__SOURCE DOCUMENT__.
Ensconced at home, couched with my partner, I took a sip. This doesn’t taste good. My body doesn’t like it. SIP. Its like too bubbly? But I really want this to work. SIP. Sort of tastes toxic. SIP. Its not that bad. SIP. It will be fun to host virtual game night with my friends tonight. REST-no sips. Game Night began, the sipping tripled. I was chasing the dream.

Later at 11:20pm after 4-5 beers and an Ativan , I laid on my carpet and drooled. Alone. My boyfriend was snug as a bug in bed. There had been no judgement or altercation. I imagined myself floating away and wanting to sink into the carpet ala “Trainspotting” This isn’t me. This is a sort of death but I’m not ready. I knew what I had to do. Purge and Primp.

I went to the bathroom and induced regurgitation. ACID extravaganza. The next day was lost to physical pain but I didn’t really experience the second arrow of shame which was UNUSUAL.

I’ve gone 5 years and 9 months and 2 months and 6 months without drinking in in AA but the large percentage of that time just felt like I was holding my breath and waiting for a reward from GOD.

On May 2nd, There was a monster under the bed that I skated over and I drank. I’m psychologically astute enough to know I don’t just drink because …whatever. I have no external problems compared to some and maybe a lot compared to the other “some”. As a human (most likely), I have the ability to face fear/loss and the requisite emotions that tap my on the shoulder and then throw bricks if I don’t pay attention.. If I stop grading and comparing my fear, “problems” then I can see them or it. CLARITY. Ohhhh!!! Fiona Fear how are you? Come to Tea this afternoon ( Buddhist reference I know) and I can say “FIRE, walk with me!” (David Lynch credit) Let’s be partners. If not friends then fellows ? fiends? In my experience , this lessens the burden and I incrementally lose the desire to drink , or to (insert buffering behavior)one friendly fear fire at a time. This is ACCEPTANCE and ACTION.

Now here I am with choice. Day 23 goal 30 virtual meetings in 30 days . MY preference is to be alcohol free NOT sentenced by shame to be alcohol free. Will I stay the course? I don’t know. I don’t have to know. I’m not throwing AA out but I’m adding Kevin Griffin and Belle Robertson and Recovery Elevator and this blog. I’m tracking Fiona Fear on an excel spread sheet.

Define Sober #1 NewcomerAgain??

__WORK INSTRUCTIONS__. Extend the piece on drinking and recovery, picking up after its final line. The items that come next are separate material, unrelated to the piece on drinking and recovery.

Referring expression data
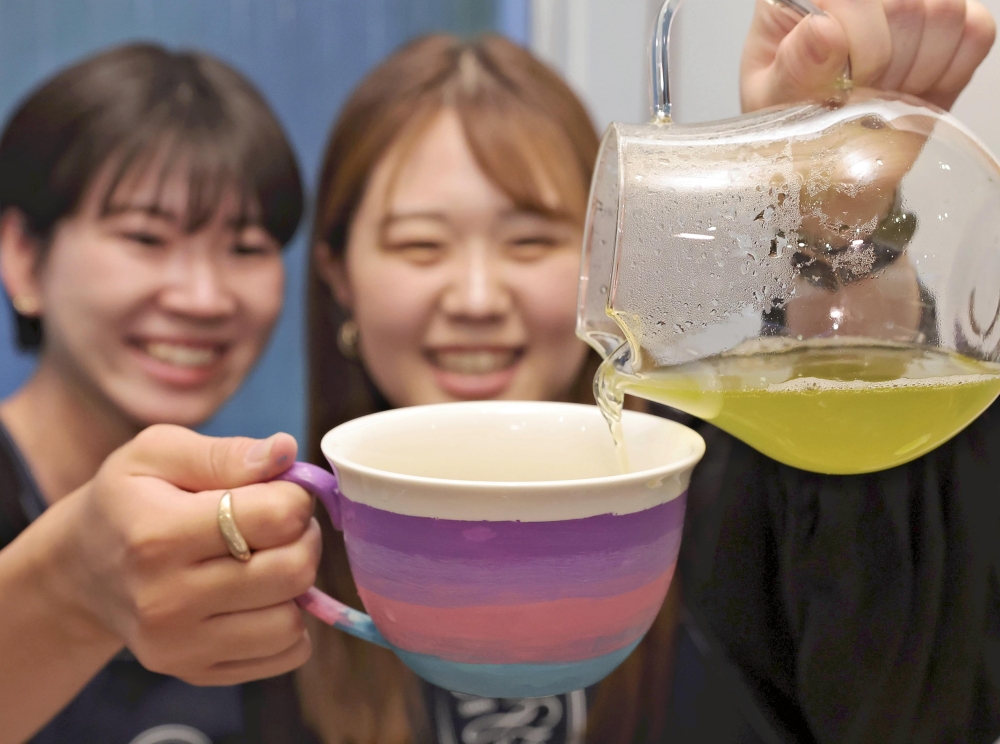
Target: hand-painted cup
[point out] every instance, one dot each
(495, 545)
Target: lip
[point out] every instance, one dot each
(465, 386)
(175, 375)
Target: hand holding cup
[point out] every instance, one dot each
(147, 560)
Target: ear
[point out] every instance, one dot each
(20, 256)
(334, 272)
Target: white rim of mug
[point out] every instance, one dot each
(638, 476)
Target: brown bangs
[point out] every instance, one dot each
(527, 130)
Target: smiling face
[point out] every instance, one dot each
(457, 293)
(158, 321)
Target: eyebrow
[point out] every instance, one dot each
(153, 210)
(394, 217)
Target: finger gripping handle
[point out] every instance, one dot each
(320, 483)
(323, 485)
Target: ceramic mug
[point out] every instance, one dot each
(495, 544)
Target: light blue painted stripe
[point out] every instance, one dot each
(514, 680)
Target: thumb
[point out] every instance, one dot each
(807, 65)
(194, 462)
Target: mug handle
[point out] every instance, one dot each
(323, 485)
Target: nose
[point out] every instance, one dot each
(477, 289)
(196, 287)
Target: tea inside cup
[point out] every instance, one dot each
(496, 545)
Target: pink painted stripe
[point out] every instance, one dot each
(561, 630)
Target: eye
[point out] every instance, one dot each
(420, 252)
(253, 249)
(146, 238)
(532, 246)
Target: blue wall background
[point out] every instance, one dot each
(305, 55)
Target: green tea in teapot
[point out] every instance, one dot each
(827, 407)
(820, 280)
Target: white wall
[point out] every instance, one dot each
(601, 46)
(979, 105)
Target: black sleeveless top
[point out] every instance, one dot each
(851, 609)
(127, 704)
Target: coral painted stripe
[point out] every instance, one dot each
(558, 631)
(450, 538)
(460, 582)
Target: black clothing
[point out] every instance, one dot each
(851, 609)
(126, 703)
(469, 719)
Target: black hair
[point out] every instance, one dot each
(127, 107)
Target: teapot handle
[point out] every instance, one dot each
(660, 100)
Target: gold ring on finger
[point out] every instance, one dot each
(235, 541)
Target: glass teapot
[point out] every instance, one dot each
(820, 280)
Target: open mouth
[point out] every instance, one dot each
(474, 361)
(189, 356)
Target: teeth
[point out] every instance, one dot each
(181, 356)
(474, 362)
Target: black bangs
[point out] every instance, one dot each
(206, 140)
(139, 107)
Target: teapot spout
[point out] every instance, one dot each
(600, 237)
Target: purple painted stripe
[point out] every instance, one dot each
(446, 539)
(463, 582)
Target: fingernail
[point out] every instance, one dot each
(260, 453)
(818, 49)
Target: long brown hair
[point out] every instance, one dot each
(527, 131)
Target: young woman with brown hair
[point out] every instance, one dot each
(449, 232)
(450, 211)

__ANSWER AREA__.
I’m clear. I’d prefer to not to drink . Im 52. Female. I’ve tried AA and it worked for me ( just like drinking WORKED for me ) until it didn’t. AA was a beginning and Im still participating intermittently. I still encourage trying AA if you’ve never been sober. Its not AA or blank … for me ITs AA and blank, blank , and maybe blank for me … Im doing 30 meeting in 30 days right now because in this pandemic-ly virtual world, Its easy for me.

This first entry is ranty. Maybe future post will be solution-y

This is an anonymous slightly screaming blog to track the terrain that awaits me in the alcohol free unknown without trying to be a popular/parrot/good AA. Since 2008, Ive collected 7.5 years of sober time (but EEEEK not consecutive sober time) THIS AMOUNT OF TIME COUNTS.

I am really at odds with the idea of “losing time” or “starting over ” as a NEWCOMER after a RELAPSE/slip.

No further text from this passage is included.